=== 选文 ===

1. 概述
给datastream添加watermark的方法
assignTimestampsAndWatermarks(WatermarkStrategy<T> watermarkStrategy)
WatermarkStrategy(watermark策略)是一个interface,包含一个必须实现的方法
WatermarkGenerator<T> createWatermarkGenerator(Context var1);
这个方法需要返回的WatermarkGenerator(watermark生成器)也是一个接口,包含两个方法
void onEvent(T var1, long var2, WatermarkOutput var4); void onPeriodicEmit(WatermarkOutput var1);
完整的写出来就是
data.assignTimestampsAndWatermarks(new WatermarkStrategy<TestObj>() {
@Override
public WatermarkGenerator<TestObj> createWatermarkGenerator(WatermarkGeneratorSupplier.Context context) {
return new WatermarkGenerator<TestObj>() {
@Override
public void onEvent(TestObj testObj, long l, WatermarkOutput watermarkOutput) {
}
@Override
public void onPeriodicEmit(WatermarkOutput watermarkOutput) {
}
};
}
})

=== 数据部分 ===

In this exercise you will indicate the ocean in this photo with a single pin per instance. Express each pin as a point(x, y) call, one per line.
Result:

===
=== 数据部分 ===

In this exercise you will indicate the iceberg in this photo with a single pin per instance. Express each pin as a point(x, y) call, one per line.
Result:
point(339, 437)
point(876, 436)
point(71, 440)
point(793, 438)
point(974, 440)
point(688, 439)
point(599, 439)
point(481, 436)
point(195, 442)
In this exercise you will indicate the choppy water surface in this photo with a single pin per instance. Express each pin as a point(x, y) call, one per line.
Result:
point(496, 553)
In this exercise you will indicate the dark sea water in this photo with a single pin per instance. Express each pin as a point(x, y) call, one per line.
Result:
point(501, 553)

===
=== 数据部分 ===

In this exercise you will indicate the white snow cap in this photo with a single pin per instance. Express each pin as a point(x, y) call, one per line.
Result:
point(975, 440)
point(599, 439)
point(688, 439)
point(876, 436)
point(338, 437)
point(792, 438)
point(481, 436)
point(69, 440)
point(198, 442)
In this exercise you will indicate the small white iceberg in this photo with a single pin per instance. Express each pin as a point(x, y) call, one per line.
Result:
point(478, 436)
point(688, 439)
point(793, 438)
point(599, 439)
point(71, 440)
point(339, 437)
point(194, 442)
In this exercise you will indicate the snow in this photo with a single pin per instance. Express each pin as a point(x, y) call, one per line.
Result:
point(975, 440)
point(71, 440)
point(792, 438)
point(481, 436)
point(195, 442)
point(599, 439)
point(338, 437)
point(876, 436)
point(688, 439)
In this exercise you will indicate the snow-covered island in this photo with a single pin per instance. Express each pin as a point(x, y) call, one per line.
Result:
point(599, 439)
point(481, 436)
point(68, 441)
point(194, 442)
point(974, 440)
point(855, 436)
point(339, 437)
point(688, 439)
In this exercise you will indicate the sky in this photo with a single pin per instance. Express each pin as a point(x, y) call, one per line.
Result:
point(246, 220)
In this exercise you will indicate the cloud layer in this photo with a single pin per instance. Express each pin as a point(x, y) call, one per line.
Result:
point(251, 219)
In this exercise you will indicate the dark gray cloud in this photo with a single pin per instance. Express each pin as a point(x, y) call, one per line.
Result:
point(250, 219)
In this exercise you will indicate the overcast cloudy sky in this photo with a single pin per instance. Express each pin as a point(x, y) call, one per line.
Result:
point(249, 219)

===

§ **练习目标**:
根据选文，回答下列问题：
(a) 给 datastream 添加 watermark 的方法是哪一个？
(b) WatermarkStrategy 中必须实现的方法是哪一个？
(c) WatermarkGenerator 接口包含哪两个方法？

§ **输出结果**:
(a) assignTimestampsAndWatermarks(WatermarkStrategy<T> watermarkStrategy)
(b) WatermarkGenerator<T> createWatermarkGenerator(Context var1);
(c) void onEvent(T var1, long var2, WatermarkOutput var4); 和 void onPeriodicEmit(WatermarkOutput var1);